* Task statement *
Your answer should be every line from the records that contains "entry".

--- Records provided Enclosed Below ---

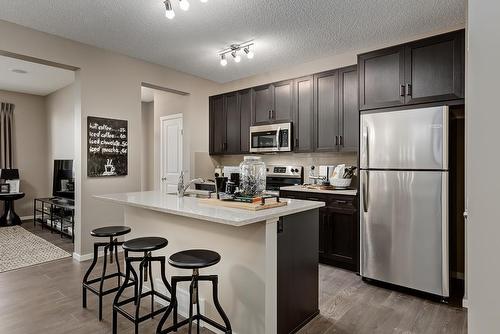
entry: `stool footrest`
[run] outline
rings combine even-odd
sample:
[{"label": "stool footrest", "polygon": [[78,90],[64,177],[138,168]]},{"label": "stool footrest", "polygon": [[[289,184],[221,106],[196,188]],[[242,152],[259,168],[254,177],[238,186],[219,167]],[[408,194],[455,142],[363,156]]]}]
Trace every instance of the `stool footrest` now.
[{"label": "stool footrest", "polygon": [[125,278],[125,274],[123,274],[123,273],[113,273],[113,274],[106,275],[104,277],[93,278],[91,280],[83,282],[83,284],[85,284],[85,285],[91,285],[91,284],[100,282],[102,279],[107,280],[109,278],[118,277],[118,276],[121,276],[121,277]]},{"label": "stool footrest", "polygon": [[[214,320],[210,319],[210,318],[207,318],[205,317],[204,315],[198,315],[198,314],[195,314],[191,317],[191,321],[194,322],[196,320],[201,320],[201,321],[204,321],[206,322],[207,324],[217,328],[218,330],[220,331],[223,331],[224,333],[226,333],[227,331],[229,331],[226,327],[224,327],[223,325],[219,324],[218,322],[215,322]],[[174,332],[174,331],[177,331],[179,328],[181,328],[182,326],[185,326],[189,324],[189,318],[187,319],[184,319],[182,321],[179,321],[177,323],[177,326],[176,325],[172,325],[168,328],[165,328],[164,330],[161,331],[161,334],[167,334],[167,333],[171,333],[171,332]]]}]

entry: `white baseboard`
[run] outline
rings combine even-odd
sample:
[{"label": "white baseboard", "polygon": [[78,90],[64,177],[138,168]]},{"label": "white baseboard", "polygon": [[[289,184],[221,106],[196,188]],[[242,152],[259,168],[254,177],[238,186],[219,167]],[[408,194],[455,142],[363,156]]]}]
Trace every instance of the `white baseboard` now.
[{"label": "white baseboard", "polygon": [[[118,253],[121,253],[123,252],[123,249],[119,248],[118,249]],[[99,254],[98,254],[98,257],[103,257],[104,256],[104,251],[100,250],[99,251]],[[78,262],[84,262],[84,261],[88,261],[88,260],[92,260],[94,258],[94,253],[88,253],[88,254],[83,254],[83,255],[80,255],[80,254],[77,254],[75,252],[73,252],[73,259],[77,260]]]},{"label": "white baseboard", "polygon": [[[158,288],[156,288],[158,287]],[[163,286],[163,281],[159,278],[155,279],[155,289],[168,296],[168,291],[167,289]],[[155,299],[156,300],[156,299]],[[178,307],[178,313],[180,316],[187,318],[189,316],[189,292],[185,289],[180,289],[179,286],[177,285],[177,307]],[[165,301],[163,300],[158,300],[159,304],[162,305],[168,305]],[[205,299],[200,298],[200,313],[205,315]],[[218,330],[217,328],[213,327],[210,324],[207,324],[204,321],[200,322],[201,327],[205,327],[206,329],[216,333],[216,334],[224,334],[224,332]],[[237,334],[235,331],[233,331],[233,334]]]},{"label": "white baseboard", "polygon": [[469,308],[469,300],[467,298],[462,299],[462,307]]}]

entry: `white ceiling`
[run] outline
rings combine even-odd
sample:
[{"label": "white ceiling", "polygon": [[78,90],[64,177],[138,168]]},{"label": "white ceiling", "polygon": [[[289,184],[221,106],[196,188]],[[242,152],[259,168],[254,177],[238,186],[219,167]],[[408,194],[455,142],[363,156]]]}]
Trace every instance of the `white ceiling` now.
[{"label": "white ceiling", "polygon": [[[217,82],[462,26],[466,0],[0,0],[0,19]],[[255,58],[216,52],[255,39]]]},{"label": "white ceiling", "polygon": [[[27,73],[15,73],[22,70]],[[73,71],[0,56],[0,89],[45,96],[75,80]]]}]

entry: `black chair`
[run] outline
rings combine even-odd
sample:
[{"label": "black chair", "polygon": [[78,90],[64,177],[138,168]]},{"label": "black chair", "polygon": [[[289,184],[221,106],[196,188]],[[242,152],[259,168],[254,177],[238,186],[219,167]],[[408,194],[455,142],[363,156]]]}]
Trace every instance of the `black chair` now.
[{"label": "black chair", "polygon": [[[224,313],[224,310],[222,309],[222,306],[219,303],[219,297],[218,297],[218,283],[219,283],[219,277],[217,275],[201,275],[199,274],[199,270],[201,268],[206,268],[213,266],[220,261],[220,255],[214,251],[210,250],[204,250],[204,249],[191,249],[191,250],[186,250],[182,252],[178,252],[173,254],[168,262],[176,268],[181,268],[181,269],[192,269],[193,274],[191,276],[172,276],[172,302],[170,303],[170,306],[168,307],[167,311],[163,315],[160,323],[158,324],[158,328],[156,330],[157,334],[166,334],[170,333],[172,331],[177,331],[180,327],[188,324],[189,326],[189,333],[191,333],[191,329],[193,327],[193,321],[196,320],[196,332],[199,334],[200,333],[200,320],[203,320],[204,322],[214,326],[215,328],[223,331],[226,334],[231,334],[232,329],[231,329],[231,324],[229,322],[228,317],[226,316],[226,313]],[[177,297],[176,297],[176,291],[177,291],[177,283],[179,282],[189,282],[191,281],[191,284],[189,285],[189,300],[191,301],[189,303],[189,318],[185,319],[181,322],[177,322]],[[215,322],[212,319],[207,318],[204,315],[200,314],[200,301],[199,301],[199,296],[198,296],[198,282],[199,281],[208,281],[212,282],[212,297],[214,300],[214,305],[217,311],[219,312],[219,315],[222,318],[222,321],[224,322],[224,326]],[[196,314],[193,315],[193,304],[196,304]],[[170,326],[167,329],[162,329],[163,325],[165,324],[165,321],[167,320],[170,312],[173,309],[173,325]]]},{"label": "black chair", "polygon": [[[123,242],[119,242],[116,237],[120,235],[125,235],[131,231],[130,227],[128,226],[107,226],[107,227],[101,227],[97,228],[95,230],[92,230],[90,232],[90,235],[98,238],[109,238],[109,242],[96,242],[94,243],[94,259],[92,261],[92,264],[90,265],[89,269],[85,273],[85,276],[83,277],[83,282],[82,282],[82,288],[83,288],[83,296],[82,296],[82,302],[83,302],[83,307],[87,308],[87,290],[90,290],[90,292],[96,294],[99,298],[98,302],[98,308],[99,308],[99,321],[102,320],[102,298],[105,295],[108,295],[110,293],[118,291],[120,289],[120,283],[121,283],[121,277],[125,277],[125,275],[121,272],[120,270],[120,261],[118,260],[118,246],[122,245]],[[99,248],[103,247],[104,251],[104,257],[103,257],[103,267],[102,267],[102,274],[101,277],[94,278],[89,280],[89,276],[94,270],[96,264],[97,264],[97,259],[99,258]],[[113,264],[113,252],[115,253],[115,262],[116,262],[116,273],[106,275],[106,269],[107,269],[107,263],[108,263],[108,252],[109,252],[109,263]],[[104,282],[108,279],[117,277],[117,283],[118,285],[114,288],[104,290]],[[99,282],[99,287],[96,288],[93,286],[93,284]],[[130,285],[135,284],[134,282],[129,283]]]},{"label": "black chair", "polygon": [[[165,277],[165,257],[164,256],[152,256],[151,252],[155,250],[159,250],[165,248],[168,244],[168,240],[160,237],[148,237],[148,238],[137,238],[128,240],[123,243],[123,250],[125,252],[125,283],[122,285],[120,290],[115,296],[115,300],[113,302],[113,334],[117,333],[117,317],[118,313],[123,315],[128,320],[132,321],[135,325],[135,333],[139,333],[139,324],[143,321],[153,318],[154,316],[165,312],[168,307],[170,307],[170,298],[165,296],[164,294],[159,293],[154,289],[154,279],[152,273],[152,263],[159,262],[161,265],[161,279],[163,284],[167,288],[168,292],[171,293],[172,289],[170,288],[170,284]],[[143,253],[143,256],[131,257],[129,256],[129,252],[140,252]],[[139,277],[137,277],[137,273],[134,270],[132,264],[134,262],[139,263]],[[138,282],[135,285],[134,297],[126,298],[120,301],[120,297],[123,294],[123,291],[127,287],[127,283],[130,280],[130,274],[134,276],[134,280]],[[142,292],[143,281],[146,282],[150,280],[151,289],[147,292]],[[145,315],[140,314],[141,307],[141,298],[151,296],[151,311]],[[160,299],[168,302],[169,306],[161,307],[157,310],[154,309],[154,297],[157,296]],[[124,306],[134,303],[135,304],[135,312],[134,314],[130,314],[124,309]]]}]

--- End of Enclosed Records provided ---

* Answer below *
entry: `stool footrest`
entry: `white baseboard`
entry: `white ceiling`
entry: `black chair`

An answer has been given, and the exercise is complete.